### Aim
Please pick out every line of the entries below that contains the string "woman", copying each one in full. Case counts.

[Coordinate annotation entries]
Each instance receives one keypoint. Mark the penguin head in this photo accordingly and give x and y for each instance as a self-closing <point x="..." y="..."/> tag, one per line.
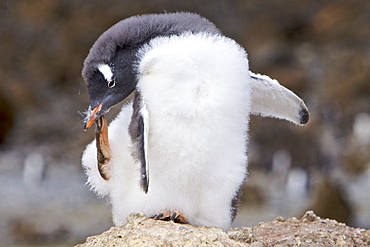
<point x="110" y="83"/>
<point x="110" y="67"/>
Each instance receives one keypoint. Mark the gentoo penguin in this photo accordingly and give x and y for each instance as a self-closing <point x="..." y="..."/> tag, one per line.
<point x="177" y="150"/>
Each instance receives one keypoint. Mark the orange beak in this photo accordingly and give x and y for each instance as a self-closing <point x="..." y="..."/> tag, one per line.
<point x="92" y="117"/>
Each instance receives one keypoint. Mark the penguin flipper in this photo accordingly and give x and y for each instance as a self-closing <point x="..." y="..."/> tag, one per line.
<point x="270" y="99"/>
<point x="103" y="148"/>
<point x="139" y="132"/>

---

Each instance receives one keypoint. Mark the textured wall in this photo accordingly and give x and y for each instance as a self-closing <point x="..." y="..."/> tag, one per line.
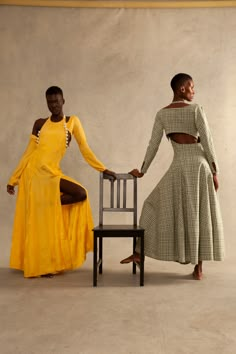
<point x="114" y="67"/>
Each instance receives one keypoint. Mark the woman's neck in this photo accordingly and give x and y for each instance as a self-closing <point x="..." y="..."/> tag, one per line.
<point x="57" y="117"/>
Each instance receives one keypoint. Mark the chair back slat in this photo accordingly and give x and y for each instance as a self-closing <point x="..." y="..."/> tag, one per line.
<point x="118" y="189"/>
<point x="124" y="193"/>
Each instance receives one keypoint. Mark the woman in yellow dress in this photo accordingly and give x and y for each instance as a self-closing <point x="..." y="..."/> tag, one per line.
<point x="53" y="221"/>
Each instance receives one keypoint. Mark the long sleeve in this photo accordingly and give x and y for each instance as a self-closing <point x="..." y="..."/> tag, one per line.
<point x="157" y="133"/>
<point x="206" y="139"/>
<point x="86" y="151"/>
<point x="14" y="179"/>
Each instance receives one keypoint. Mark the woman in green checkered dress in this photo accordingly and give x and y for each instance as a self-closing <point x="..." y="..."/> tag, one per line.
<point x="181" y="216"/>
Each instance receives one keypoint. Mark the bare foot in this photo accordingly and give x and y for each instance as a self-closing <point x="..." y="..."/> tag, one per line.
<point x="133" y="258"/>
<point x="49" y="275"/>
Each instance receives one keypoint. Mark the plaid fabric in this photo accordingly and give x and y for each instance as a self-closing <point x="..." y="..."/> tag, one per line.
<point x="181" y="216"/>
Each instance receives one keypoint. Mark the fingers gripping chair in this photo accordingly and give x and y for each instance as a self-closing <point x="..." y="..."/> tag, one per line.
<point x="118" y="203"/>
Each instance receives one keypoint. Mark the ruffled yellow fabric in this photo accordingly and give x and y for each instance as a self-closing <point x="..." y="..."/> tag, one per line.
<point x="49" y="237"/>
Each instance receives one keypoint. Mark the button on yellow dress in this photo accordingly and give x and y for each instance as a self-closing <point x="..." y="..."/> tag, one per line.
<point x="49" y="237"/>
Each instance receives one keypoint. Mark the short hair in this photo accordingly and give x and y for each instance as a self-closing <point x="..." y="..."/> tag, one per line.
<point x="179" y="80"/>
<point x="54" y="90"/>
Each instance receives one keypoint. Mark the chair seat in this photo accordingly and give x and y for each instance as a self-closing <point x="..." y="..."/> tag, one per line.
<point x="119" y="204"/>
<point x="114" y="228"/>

### Reply to the task
Each instance receives one keypoint. Mark the woman's neck in this photo accordingly and give x and y for each instance as a self-closing <point x="..." y="..."/> tag, one per line.
Each instance receives one keypoint. Mark the woman in yellow dress in this photo accordingly and give x and y for each instance as a self-closing <point x="..." y="..."/> tag, one per line.
Each instance receives one keypoint. Mark the woman in green checkered dress in this photo accordingly and give x and y for each instance as a self-closing <point x="..." y="..."/> tag, one per line.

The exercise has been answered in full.